- Work instructions -
Render each line of the entries below as a numbered list, omitting blank lines. Leave the pictures out of your answer.
### Given data
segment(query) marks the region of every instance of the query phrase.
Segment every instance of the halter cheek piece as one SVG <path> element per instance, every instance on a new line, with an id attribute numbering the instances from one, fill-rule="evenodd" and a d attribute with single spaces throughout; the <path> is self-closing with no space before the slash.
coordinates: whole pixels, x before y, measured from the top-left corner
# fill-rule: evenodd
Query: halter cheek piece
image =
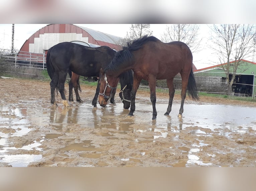
<path id="1" fill-rule="evenodd" d="M 122 92 L 122 96 L 123 96 L 123 99 L 122 99 L 122 102 L 123 102 L 124 101 L 128 101 L 129 102 L 131 102 L 131 100 L 128 100 L 128 99 L 126 99 L 124 98 L 124 89 L 125 89 L 125 88 L 126 87 L 126 86 L 127 86 L 127 85 L 126 85 L 125 86 L 124 88 L 122 90 L 121 90 L 119 92 Z"/>
<path id="2" fill-rule="evenodd" d="M 112 95 L 112 93 L 113 92 L 113 90 L 116 89 L 117 87 L 116 87 L 115 88 L 113 88 L 111 86 L 110 86 L 108 84 L 108 80 L 107 79 L 107 76 L 106 76 L 106 74 L 105 74 L 105 78 L 104 78 L 104 79 L 105 80 L 105 81 L 106 82 L 106 86 L 105 87 L 105 89 L 104 90 L 104 92 L 102 94 L 101 94 L 101 93 L 99 93 L 99 95 L 103 96 L 105 99 L 109 99 L 111 97 L 111 95 Z M 107 96 L 105 95 L 105 93 L 106 93 L 106 90 L 107 90 L 107 87 L 108 87 L 111 89 L 111 92 L 110 92 L 110 95 L 109 96 Z"/>

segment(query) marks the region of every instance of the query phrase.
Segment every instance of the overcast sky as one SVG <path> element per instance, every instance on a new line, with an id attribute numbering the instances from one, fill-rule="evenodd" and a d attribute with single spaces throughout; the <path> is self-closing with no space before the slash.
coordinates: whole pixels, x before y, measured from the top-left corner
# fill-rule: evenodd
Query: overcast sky
<path id="1" fill-rule="evenodd" d="M 14 48 L 19 50 L 26 40 L 36 32 L 47 24 L 15 24 L 14 27 Z M 76 24 L 90 29 L 115 35 L 125 37 L 130 30 L 130 24 Z M 0 24 L 0 48 L 11 49 L 12 24 Z M 166 25 L 151 24 L 153 35 L 159 39 L 165 30 Z M 202 42 L 203 50 L 193 53 L 193 62 L 198 69 L 216 65 L 216 58 L 213 51 L 207 46 L 209 27 L 206 24 L 200 25 L 200 35 L 204 39 Z"/>

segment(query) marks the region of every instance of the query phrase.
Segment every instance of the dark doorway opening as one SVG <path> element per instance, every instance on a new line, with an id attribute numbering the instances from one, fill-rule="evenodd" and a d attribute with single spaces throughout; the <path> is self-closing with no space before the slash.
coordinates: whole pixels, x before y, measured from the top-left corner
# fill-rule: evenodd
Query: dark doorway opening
######
- Response -
1. segment(query) marks the region of every instance of the query phrase.
2. Segment every instance of the halter cheek piece as one SVG <path> element per instance, every instance on a new line, with an id attribute numbering the instances from one, fill-rule="evenodd" and a d attribute with single spaces throughout; the <path> is self-closing with no space before the slash.
3. coordinates: whole pixels, x before y, measured from the top-left corner
4. # fill-rule: evenodd
5. Query: halter cheek piece
6. image =
7. <path id="1" fill-rule="evenodd" d="M 122 92 L 122 96 L 123 96 L 123 99 L 122 99 L 122 102 L 123 102 L 124 101 L 128 101 L 129 102 L 131 102 L 131 100 L 128 100 L 128 99 L 126 99 L 124 98 L 124 89 L 125 89 L 125 88 L 126 87 L 126 86 L 127 86 L 127 85 L 126 85 L 125 86 L 124 88 L 122 90 L 121 90 L 119 92 Z"/>
8. <path id="2" fill-rule="evenodd" d="M 112 95 L 112 93 L 113 92 L 113 90 L 116 89 L 117 87 L 116 87 L 115 88 L 113 88 L 111 86 L 110 86 L 108 84 L 108 80 L 107 79 L 107 76 L 106 76 L 106 74 L 105 74 L 105 78 L 104 78 L 104 79 L 105 80 L 105 81 L 106 82 L 106 86 L 105 87 L 105 89 L 104 90 L 104 92 L 102 94 L 101 94 L 101 93 L 99 93 L 99 95 L 103 96 L 105 99 L 109 99 L 111 97 L 111 95 Z M 107 96 L 105 95 L 105 93 L 106 93 L 106 90 L 107 90 L 107 87 L 108 87 L 111 89 L 111 92 L 110 92 L 110 95 L 109 96 Z"/>
9. segment(query) marks the region of every instance of the query phrase.
10. Segment every instance of the overcast sky as one SVG <path> element per instance, every instance on a new line, with an id attribute numbering the instances from one, fill-rule="evenodd" and a d attribute with single spaces throughout; the <path> is self-closing with no space before the slash.
11. coordinates: whole pixels, x before y, measured from the top-left corner
12. # fill-rule: evenodd
13. Query: overcast sky
14. <path id="1" fill-rule="evenodd" d="M 14 48 L 19 50 L 26 40 L 36 32 L 47 24 L 15 24 L 14 27 Z M 76 24 L 90 29 L 115 35 L 125 37 L 130 30 L 130 24 Z M 0 24 L 0 48 L 11 49 L 12 24 Z M 166 25 L 151 24 L 153 35 L 159 39 L 165 30 Z M 202 42 L 203 50 L 193 53 L 193 62 L 198 69 L 216 65 L 216 58 L 213 51 L 207 46 L 209 27 L 206 24 L 200 25 L 200 35 L 204 39 Z"/>
15. segment(query) marks the region of every instance of the query phrase.
16. Segment every instance of the dark doorway opening as one SVG <path> element per instance, every instance on a new line, with an id attribute numbering the instances from one, fill-rule="evenodd" and a d attribute with single spaces throughout; the <path> is self-closing with no space before the slash.
17. coordinates: whole pixels, x before y, measured from the top-left corner
18. # fill-rule: evenodd
19. Query: dark doorway opening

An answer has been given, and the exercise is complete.